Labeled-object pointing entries

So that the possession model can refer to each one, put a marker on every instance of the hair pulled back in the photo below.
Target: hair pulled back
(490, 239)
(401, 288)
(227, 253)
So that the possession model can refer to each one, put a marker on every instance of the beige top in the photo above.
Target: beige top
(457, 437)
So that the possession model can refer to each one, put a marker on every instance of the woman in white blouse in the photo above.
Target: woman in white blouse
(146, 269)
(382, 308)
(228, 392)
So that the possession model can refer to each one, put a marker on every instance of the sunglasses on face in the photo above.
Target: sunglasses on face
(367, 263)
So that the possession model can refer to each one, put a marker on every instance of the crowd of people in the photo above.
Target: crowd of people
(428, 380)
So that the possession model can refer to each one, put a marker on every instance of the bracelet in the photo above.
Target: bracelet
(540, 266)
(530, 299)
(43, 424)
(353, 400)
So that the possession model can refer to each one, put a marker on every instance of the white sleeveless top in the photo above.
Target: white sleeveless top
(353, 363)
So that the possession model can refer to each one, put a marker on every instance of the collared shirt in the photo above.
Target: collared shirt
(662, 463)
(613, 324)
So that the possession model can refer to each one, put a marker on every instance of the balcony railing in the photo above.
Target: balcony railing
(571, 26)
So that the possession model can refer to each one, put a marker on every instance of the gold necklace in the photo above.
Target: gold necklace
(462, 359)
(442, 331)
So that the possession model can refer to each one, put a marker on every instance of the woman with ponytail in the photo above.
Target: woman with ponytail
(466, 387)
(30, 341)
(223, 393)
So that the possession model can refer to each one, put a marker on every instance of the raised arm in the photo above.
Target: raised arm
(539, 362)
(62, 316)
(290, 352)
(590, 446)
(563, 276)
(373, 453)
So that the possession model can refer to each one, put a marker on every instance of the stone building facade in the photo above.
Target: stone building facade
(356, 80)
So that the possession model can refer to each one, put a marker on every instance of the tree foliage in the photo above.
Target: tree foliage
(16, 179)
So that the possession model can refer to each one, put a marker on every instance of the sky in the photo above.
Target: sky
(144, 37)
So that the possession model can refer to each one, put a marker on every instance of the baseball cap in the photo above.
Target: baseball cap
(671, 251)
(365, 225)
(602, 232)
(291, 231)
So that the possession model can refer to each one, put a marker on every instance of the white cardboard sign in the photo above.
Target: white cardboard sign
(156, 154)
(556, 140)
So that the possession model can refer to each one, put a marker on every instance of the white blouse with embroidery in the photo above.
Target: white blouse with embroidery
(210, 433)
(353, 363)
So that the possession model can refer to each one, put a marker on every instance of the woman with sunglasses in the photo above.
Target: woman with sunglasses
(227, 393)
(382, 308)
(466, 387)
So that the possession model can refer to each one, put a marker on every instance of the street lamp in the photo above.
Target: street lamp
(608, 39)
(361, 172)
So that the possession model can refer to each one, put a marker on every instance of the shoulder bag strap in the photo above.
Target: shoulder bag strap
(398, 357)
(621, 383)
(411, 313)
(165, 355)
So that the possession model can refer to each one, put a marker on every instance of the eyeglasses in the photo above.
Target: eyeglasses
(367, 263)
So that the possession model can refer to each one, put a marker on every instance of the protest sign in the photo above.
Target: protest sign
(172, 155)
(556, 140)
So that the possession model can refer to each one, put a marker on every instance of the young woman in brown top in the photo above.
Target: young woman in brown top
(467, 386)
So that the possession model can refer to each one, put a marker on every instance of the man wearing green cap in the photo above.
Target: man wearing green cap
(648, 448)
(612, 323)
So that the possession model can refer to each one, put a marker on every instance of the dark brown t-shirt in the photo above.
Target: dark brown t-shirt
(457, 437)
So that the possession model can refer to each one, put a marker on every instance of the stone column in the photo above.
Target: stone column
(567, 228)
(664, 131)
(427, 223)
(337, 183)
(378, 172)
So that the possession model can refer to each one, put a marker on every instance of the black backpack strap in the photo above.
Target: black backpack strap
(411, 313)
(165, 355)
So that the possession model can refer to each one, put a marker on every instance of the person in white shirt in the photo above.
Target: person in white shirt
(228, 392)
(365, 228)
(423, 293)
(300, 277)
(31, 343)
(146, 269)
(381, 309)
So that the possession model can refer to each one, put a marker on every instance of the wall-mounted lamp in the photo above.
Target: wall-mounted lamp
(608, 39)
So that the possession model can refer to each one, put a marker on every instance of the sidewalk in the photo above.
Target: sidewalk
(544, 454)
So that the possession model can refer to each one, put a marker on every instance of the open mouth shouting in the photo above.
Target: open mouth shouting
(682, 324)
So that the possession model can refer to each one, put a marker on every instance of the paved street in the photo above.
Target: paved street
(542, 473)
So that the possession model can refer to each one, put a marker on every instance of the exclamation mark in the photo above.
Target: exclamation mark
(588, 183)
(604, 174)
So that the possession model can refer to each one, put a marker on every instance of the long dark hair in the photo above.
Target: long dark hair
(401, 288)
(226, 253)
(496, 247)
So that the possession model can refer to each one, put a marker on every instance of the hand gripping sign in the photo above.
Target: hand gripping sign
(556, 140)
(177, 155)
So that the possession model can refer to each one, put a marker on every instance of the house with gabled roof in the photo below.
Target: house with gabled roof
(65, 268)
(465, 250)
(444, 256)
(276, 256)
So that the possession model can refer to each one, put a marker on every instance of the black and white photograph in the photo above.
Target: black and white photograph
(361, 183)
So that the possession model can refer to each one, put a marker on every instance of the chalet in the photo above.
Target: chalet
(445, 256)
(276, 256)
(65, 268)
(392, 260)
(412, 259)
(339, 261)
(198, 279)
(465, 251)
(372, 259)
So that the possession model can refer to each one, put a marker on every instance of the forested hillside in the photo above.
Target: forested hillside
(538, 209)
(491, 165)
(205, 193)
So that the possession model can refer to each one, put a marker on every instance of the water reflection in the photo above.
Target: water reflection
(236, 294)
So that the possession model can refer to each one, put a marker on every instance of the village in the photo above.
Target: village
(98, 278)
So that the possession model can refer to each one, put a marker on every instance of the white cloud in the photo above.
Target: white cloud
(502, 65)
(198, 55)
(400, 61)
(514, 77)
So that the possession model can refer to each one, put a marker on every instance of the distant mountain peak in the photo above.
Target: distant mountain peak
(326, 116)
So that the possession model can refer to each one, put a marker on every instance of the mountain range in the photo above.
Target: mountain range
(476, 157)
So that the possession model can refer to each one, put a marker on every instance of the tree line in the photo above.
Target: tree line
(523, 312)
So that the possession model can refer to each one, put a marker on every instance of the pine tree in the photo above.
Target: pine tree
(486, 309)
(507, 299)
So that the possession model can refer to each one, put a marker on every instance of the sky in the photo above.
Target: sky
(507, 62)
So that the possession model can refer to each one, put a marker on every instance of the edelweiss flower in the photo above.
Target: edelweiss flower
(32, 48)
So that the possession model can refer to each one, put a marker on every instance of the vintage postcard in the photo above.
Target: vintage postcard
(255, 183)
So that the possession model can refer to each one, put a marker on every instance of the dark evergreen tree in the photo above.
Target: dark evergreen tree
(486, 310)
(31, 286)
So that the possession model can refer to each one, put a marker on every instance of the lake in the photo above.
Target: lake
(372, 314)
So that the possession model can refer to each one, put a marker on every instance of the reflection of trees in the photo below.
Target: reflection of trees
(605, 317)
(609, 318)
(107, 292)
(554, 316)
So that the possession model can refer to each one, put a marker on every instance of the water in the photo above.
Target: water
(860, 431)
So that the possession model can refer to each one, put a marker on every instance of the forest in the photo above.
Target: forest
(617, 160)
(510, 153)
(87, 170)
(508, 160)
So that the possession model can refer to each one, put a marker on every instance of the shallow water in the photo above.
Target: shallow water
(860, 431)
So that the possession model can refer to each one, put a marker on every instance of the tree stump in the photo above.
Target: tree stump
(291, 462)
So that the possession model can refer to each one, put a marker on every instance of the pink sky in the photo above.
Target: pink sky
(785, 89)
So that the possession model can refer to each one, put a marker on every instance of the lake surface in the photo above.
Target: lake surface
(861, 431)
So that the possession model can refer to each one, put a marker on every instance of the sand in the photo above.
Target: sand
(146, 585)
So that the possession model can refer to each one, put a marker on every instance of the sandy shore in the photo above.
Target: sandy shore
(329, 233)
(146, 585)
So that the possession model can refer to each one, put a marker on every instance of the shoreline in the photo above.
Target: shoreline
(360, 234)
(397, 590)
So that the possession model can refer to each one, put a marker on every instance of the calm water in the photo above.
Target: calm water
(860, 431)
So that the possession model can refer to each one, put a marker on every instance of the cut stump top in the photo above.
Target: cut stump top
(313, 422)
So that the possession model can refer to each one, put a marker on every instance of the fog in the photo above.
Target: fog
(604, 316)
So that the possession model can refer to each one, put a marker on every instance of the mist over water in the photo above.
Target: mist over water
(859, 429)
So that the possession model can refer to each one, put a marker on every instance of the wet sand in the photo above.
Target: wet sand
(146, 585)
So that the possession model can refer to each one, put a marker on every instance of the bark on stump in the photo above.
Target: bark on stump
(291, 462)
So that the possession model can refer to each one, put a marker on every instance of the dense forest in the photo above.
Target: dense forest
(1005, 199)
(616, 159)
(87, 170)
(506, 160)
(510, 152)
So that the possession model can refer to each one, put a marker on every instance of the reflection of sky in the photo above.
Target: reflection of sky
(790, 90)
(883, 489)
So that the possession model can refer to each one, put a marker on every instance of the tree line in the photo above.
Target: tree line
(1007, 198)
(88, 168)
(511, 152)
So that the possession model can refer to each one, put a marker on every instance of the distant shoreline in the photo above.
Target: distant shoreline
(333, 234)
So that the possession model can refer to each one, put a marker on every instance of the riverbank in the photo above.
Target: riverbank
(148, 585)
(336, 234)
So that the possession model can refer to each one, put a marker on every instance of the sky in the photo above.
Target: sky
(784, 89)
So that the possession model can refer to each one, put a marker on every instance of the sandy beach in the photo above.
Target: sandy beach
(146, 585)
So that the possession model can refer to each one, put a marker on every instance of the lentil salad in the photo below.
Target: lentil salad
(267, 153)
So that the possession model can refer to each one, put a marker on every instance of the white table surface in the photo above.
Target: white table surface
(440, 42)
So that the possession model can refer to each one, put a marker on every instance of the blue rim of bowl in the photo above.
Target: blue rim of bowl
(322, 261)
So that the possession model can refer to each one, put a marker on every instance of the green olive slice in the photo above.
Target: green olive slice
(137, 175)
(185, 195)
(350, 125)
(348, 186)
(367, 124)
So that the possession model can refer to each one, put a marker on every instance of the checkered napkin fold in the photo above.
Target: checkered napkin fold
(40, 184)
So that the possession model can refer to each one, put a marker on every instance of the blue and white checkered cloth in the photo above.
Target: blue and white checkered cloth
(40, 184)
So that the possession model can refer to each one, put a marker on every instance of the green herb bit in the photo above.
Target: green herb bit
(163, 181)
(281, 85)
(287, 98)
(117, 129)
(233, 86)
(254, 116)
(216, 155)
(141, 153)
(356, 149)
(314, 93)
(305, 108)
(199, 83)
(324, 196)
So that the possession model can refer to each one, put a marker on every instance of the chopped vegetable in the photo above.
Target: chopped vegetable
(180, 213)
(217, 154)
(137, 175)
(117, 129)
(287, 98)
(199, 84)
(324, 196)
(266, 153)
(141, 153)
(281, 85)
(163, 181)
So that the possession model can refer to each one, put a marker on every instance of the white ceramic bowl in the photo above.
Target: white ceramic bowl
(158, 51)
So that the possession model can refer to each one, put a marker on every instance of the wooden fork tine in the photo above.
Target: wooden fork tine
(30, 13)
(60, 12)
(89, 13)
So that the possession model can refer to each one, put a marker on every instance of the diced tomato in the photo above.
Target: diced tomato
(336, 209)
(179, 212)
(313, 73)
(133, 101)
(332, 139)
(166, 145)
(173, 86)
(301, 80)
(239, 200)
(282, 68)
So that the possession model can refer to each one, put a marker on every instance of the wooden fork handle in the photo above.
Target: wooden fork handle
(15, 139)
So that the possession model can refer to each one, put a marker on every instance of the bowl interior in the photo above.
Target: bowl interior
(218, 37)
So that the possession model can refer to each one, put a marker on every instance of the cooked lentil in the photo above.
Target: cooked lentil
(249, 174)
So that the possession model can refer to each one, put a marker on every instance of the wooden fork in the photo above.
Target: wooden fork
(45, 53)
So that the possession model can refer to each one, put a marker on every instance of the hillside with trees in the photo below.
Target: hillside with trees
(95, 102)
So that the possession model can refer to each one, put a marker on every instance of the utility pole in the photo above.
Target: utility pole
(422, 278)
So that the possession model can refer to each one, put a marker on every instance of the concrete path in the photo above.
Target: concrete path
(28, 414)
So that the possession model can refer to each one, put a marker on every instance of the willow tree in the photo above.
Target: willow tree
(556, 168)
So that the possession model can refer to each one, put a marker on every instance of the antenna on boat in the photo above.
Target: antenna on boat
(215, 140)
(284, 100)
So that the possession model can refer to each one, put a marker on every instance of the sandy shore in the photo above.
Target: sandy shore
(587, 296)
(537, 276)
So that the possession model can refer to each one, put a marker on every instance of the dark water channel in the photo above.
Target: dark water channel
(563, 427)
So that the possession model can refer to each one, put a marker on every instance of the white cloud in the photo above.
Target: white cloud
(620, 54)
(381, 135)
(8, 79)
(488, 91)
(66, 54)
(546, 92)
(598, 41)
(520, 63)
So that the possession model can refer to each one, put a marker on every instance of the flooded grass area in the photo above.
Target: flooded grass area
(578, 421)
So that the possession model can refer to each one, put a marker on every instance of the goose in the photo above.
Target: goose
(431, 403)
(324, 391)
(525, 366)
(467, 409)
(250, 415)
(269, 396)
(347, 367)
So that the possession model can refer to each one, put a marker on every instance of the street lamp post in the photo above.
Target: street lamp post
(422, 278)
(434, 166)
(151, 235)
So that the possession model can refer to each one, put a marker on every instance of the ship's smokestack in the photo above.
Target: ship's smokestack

DIRECTIONS ::
Reproduce the lines of the entries above exactly, but only from the line containing "willow tree in the photo above." through the final line.

ANSWER TO THIS PROBLEM ::
So that the possession model can refer to each one, put a marker on every instance of the willow tree in the photo above.
Target: willow tree
(556, 168)
So that the possession model can refer to each one, put a marker on every instance of the antenna on boat in the photo above.
Target: antenna on boat
(215, 140)
(284, 100)
So that the possession model can refer to each one, put a marker on every instance of the sandy shore in the photo above.
Target: sandy shore
(587, 296)
(537, 276)
So that the possession model can refer to each one, put a marker on every instance of the dark water channel in the photo above.
Target: dark water channel
(563, 427)
So that the possession model can refer to each one, put a marker on every instance of the white cloud in the photo above.
Target: white cloud
(620, 54)
(381, 135)
(8, 79)
(488, 91)
(66, 54)
(546, 92)
(598, 41)
(520, 63)
So that the possession model can refer to each one, put a marker on every instance of the flooded grass area in the photo above.
Target: flooded grass area
(578, 421)
So that the possession model can refer to each one, put a marker on every instance of the goose in the photo above.
Target: goose
(431, 403)
(324, 391)
(525, 366)
(467, 409)
(250, 415)
(269, 396)
(347, 367)
So that the possession model can refer to each one, put a marker on every instance of the street lamp post in the photo above.
Target: street lamp post
(422, 278)
(434, 166)
(151, 235)
So that the possession model can refer to each one, put a marker on every instance of the ship's smokestack in the photo above.
Target: ship's smokestack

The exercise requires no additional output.